On the default hardware UART0 RTS and CTS are not connected. If the uart will only be used for interacting with RedBoot and debugging, that should be fine. If the uart will be used for another purpose, for example PPP, then it will usually be desirable to support RTS/CTS hardware handshaking. The board has an option pad to allow the serial connector's RTS pin to be wired to the processor's DTOUT3 pin. Alternatively any of the DTIN3, DTOUT1 or DTIN1 signals on the MCU port could be wired instead. This configuration option can be used to specify how the board has been wired. Note that CTS would have to be wired as well as RTS.
As with RTS, CTS is not wired on the default board. Although there is an option pad this is not usable: the option pad would wire the serial connector's CTS pin to the processor's DTIN3 pin, but DTIN3 cannot be configured to carry the uart CTS signal. Instead one of the DTOUT2, DTIN2, DTOUT0, or DTIN0 signals on the MCU port should be used.
The default board has no connector for the on-chip UART1. However all the signals are accessible on the MCU port so it is possible to wire up a suitable transceiver chip and connector. Enabling CYGHWR_HAL_M68K_M5282LITE_UART1_CONNECTED specifies that the RX and TX signals are connected. RTS is optional and can come from any of DTOUT3, DTIN3, DTOUT1 or DTIN1, although obviously the same signal cannot be used for both UART0 and UART1. RTS may be used either to tristate an RS485 transceiver in which case CTS should be left disconnected, or it can be used for RS232 hardware handshaking in which case CTS must also be connected. The CTS signal can come from any of DTOUT2, DTIN2, DTOUT0 or DTIN0.
The on-chip UART2 is not connected on the standard board. However if this uart is needed then it can be accessed via the MCU port, using either the A1A0 SCL/SDA signals normally used for I²C, or the A3A2 CANTX/CANRX signals normally used for CAN communication. This UART does not support RTS or CTS.

Flash Driver

The platform HAL package contains flash driver support for the external flash device. By default this is inactive, and it can be made active by loading the generic flash package CYGPKG_IO_FLASH.

Special Registers

The MCF5282 processor has a number of special registers controlling the cache, on-chip RAM and flash, and so on. The platform HAL provides a number of configuration options for setting these, for example CYGNUM_HAL_M68K_M5282LITE_RAMBAR controls the initial value of the RAMBAR register.

:: Set of tasks ::
a) In the MCF5282 board text, which signals can supply RTS for UART1?
b) Print the MCF5282 board text, starting with "As with RTS, CTS" and going on through "should be used.".
You don't need the data to answer these.

:: Data for analysis ::
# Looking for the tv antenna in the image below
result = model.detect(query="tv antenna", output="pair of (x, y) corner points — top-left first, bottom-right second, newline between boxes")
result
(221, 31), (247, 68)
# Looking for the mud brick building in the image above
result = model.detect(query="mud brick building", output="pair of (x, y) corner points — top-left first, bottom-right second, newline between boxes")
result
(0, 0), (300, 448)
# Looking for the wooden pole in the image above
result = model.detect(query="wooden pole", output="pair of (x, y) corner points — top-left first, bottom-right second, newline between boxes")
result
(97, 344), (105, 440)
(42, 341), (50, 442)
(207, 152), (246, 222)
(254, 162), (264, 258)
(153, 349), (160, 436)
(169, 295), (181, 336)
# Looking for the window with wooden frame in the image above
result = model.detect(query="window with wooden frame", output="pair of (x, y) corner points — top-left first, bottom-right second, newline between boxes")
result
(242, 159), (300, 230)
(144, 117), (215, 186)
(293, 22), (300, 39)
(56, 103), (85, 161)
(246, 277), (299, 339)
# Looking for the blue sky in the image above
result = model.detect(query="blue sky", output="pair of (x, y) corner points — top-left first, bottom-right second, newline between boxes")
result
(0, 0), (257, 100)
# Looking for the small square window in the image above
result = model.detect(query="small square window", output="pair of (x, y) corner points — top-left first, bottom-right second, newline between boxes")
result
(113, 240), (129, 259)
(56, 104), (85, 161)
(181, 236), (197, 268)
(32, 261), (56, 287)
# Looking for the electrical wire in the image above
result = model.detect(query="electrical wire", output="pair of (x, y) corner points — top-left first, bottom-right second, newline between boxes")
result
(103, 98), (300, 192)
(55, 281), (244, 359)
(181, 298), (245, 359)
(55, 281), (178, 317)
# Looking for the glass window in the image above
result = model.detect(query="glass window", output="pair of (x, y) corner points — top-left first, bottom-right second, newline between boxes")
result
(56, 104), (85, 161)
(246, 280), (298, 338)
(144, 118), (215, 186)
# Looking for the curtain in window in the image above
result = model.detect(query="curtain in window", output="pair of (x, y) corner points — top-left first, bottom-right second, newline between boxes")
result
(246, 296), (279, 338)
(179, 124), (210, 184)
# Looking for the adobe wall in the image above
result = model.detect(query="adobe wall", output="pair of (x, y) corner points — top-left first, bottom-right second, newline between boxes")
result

:: Answer section ::
a) DTOUT3, DTIN3, DTOUT1, DTIN1

b)
As with RTS, CTS is not wired on the default board. Although there is an option pad this is not usable: the option pad would wire the serial connector's CTS pin to the processor's DTIN3 pin, but DTIN3 cannot be configured to carry the uart CTS signal. Instead one of the DTOUT2, DTIN2, DTOUT0, or DTIN0 signals on the MCU port should be used.